**PROMPT**
Can you copy all of the material below word for word, leaving the pictures out?

**SUPPLIED RECORDS**
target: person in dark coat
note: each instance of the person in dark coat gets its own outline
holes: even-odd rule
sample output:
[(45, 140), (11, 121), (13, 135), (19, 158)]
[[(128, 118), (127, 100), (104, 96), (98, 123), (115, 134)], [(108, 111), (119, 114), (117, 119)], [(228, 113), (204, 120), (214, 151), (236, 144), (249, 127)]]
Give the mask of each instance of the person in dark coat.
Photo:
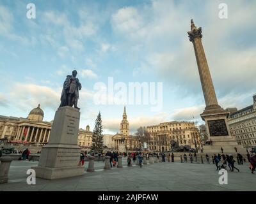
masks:
[(237, 170), (238, 172), (239, 172), (239, 170), (238, 168), (237, 168), (236, 167), (235, 167), (235, 162), (236, 160), (234, 159), (234, 157), (232, 156), (230, 156), (230, 161), (231, 161), (231, 167), (232, 167), (232, 170), (231, 171), (234, 171), (234, 169), (236, 169)]
[(172, 153), (172, 162), (174, 162), (174, 154), (173, 153)]
[(186, 155), (186, 154), (184, 154), (184, 156), (183, 156), (183, 157), (184, 157), (184, 161), (185, 161), (186, 163), (187, 163), (187, 162), (188, 162), (187, 155)]
[(140, 167), (142, 167), (142, 162), (143, 161), (143, 157), (141, 155), (141, 153), (140, 153), (139, 156), (138, 156), (138, 158), (139, 159), (139, 164)]
[(254, 156), (252, 156), (250, 157), (250, 163), (251, 164), (251, 170), (252, 173), (254, 174), (254, 171), (255, 170), (256, 168), (256, 154)]

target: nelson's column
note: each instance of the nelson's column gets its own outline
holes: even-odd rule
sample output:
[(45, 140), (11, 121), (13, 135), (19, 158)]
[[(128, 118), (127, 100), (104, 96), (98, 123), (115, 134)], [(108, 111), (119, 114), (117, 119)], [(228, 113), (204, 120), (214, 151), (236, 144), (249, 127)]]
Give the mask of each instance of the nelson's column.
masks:
[(231, 136), (227, 121), (229, 113), (225, 111), (218, 103), (210, 70), (202, 43), (202, 27), (196, 28), (193, 20), (191, 20), (191, 31), (188, 33), (189, 41), (193, 43), (194, 46), (206, 105), (200, 116), (205, 122), (209, 138), (212, 141), (212, 145), (204, 146), (204, 152), (205, 153), (221, 153), (222, 147), (224, 153), (235, 153), (236, 147), (238, 152), (245, 153), (245, 149), (239, 145), (236, 140)]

**TASK OUTPUT**
target: person in dark coat
note: each instance of the person in dark coat gets its own outline
holes: even-odd rule
sample output:
[(45, 140), (11, 121), (13, 135), (19, 158)]
[[(128, 118), (127, 100), (104, 96), (98, 123), (115, 134)], [(108, 111), (119, 114), (117, 119)], [(228, 113), (204, 120), (214, 151), (236, 144), (249, 127)]]
Give the mask of each instance of the person in dark coat.
Photo:
masks:
[(237, 170), (238, 172), (239, 172), (239, 170), (238, 168), (237, 168), (236, 167), (235, 167), (235, 162), (236, 160), (234, 159), (234, 157), (232, 156), (230, 156), (230, 161), (231, 161), (231, 167), (232, 167), (232, 170), (231, 171), (234, 171), (234, 169), (236, 169)]
[(172, 153), (172, 162), (174, 162), (174, 154), (173, 153)]
[(186, 155), (186, 154), (184, 154), (184, 156), (183, 156), (183, 157), (184, 157), (184, 161), (185, 161), (186, 163), (187, 163), (187, 162), (188, 162), (187, 155)]
[(140, 167), (142, 167), (142, 162), (143, 161), (143, 157), (141, 155), (141, 153), (140, 153), (139, 156), (138, 156), (138, 158), (139, 159), (139, 164)]
[(254, 156), (252, 156), (250, 157), (250, 163), (251, 164), (251, 170), (252, 173), (254, 174), (254, 171), (255, 170), (256, 168), (256, 154)]

target: nelson's column
note: each instance of the nelson's column gets its own outline
holes: even-odd rule
sample output:
[(45, 140), (11, 121), (13, 135), (19, 158)]
[[(128, 118), (127, 100), (104, 96), (98, 123), (115, 134)], [(108, 111), (119, 114), (117, 119)], [(228, 113), (204, 120), (214, 151), (236, 144), (249, 127)]]
Give the mask of each instance of the nelson's column.
masks:
[(231, 136), (227, 121), (229, 113), (225, 111), (218, 103), (210, 70), (202, 43), (202, 27), (196, 28), (193, 20), (191, 20), (191, 31), (188, 33), (189, 41), (193, 43), (194, 46), (206, 105), (200, 116), (205, 122), (209, 138), (212, 141), (212, 145), (204, 146), (204, 152), (205, 153), (221, 153), (222, 147), (224, 153), (235, 153), (236, 147), (238, 152), (245, 153), (245, 149), (239, 145), (236, 140)]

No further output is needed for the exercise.